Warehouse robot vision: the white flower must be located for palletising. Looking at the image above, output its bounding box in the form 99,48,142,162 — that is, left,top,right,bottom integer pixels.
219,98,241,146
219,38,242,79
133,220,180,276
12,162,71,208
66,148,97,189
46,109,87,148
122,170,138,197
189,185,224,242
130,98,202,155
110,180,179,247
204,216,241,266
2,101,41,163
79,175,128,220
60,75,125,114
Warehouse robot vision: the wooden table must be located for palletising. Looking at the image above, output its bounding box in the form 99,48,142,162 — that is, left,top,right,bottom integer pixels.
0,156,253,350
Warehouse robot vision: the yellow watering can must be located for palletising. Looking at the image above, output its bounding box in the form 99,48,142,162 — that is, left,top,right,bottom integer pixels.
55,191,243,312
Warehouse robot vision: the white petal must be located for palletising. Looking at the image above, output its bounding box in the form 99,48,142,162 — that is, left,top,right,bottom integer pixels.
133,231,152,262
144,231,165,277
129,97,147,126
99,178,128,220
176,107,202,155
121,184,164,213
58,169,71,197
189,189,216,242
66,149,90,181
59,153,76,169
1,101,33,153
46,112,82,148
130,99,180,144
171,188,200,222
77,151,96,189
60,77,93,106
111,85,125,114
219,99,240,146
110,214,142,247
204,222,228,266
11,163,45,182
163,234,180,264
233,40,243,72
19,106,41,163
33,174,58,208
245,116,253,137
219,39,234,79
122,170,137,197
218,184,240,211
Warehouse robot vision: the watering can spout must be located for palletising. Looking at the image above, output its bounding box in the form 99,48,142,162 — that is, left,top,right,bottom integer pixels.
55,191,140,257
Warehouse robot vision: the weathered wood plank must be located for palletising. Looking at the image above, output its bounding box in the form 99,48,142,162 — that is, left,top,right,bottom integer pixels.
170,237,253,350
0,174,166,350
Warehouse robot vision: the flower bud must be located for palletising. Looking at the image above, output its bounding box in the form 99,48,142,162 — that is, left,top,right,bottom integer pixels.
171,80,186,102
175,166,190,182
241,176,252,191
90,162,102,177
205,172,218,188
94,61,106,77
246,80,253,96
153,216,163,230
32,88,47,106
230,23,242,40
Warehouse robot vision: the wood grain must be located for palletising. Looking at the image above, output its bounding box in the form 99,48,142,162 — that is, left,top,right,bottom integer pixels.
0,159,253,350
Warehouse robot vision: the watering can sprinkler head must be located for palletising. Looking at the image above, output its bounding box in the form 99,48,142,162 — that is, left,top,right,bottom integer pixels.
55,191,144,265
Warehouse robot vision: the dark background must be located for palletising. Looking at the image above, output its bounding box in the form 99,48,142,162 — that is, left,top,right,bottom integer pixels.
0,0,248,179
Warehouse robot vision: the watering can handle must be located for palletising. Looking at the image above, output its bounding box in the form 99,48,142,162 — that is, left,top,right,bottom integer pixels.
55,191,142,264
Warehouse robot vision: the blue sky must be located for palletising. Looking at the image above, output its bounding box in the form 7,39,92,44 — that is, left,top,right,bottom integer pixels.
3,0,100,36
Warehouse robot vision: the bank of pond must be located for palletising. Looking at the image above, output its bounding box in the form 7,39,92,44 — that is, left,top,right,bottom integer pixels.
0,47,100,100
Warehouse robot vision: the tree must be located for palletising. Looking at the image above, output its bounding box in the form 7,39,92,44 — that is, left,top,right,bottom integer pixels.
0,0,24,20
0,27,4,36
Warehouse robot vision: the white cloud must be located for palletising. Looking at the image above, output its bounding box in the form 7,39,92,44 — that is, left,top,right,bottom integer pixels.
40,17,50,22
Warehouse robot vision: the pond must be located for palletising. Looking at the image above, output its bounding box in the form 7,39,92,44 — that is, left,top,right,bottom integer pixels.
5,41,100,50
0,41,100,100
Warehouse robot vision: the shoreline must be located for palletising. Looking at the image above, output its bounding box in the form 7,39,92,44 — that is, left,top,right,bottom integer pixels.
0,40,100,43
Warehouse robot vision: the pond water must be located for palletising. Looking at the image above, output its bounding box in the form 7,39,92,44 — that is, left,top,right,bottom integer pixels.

* _What the exercise asks_: Reproduce the stretch from the start of the records through the line containing "0,156,253,350", switching "wooden table" to "oak table" and keeping everything else unchanged.

* _Expected answer_:
Warehouse robot vision: the white flower must be located for palletising. Looking at the image above, output its bounding box in the form 99,48,142,162 — that is, left,top,right,bottom integer pixels.
219,98,241,146
219,38,242,79
133,220,180,276
12,162,71,208
66,148,97,189
46,109,87,148
122,170,138,197
189,185,224,242
130,98,202,155
110,180,179,247
204,216,241,266
2,101,41,163
79,175,128,220
60,75,125,114
Warehouse robot vision: the oak table must be located for palletising. Looking at the image above, output its bounding box in the form 99,48,142,162 — that is, left,top,right,bottom integer pixels.
0,156,253,350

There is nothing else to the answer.